### Page excerpt
· · ·

The Goodrich Court, as in Canfield v. Township of Gun Plains, supra, and Vose v. Township of Richland, supra, simply declined to let the question of the defendant's negligence go to the jury on the facts of the case there presented. In contrast, it is manifest that a reasonable trier of fact would be justified in concluding that a road, such as the road in this case, which abruptly ends without warning, has not been constructed or kept in a reasonably safe manner. Compare Sebert v. City of Alpena (1889), 78 Mich. 165, where it was claimed a stump standing "so near the traveled part" of the street was dangerous in the night time. The Court held that:
"The statute applies to defects in construction as well as to neglect to repair when the road is unsafe; * * * dangers surrounding the traveler in the darkness of night are conditions that should be taken into consideration by the authorities whose *380 duty it is to construct and keep in repair the roadway." (Emphasis supplied.)
and that it was a question for the jury whether the city had been negligent.
That the statute applies to "flagrant defects in the method of construction, as well as to neglect in repair", see Schrader v. City of Port Huron (1895), 106 Mich. 173, 175. The trier of fact should be permitted to decide whether the failure to erect a sign or barrier warning that the road was coming to an end was a flagrant defect in construction.
The prior opinion hypothesizes the every-deviation-in-direction-or-surface-of-the-road case. At the other end of the spectrum there is the highway terminating at the edge of a cliff or at the river's edge without due warning. In such a case could we be heard to say that there was no duty because the empty air or water in which the unfortunate traveler descended to his demise was not part of the traveled portion of the highway?
II.
When Michigan adopted the uniform traffic signal control statute (MCLA § 257.610 [Stat Ann 1960 Rev § 9.2310]), which authorizes the erection of traffic-control devices in the discretion of the sign-erecting authority, it did not thereby relieve the road authority of the duty imposed over 75 years ago to construct and keep the road reasonably safe and convenient for public travel. See State v. Watson (1968), 7 Ariz App 81 (436 P2d 175).
The argument in O'Hare v. City of Detroit (1960), 362 Mich. 19, 23, that the case there before the Court was a particularly strong one because the missing stop sign had once been erected does not constitute a holding that signs need never be erected in the *381 first instance as part of the duty to keep the road reasonably safe.

· · ·

### Record list
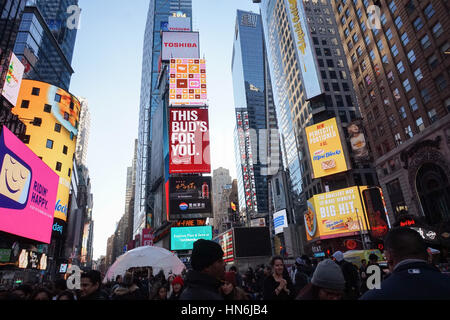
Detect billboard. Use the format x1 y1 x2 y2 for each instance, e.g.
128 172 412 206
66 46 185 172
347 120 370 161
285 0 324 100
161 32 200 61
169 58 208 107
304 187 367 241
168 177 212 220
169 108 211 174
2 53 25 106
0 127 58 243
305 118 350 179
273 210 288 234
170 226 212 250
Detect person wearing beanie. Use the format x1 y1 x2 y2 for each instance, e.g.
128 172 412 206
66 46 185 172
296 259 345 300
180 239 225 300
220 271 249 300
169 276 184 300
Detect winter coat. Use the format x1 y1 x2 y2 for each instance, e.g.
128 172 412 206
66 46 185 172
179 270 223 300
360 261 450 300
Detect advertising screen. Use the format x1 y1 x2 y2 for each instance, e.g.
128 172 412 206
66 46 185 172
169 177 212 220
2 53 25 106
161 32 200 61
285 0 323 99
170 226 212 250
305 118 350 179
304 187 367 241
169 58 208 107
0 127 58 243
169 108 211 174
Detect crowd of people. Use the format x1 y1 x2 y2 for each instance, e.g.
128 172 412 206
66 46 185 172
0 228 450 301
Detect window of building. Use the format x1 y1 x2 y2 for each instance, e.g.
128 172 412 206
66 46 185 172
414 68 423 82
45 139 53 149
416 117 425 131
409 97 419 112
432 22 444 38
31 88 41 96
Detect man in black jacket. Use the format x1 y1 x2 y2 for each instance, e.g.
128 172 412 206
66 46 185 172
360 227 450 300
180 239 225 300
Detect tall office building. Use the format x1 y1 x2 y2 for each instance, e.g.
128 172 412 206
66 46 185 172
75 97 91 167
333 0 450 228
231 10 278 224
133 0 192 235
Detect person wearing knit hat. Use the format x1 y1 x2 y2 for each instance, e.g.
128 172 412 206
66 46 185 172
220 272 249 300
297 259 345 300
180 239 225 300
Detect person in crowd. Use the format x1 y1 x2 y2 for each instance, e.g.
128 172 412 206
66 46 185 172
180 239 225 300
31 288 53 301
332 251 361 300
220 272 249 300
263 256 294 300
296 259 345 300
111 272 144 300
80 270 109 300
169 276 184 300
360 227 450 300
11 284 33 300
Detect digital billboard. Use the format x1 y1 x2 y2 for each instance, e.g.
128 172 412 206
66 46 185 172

· · ·

### Exercise
Answer these questions from the opinion excerpt, one per line.
(a) In Sebert v. City of Alpena, what was claimed to be dangerous in the night time?
(b) Which case is cited for the point that the statute applies to "flagrant defects in the method of construction, as well as to neglect in repair"?
(c) According to the argument in O'Hare v. City of Detroit, why was that case particularly strong?

### Task output
(a) A stump standing "so near the traveled part" of the street.
(b) Schrader v. City of Port Huron (1895), 106 Mich. 173, 175.
(c) The missing stop sign had once been erected.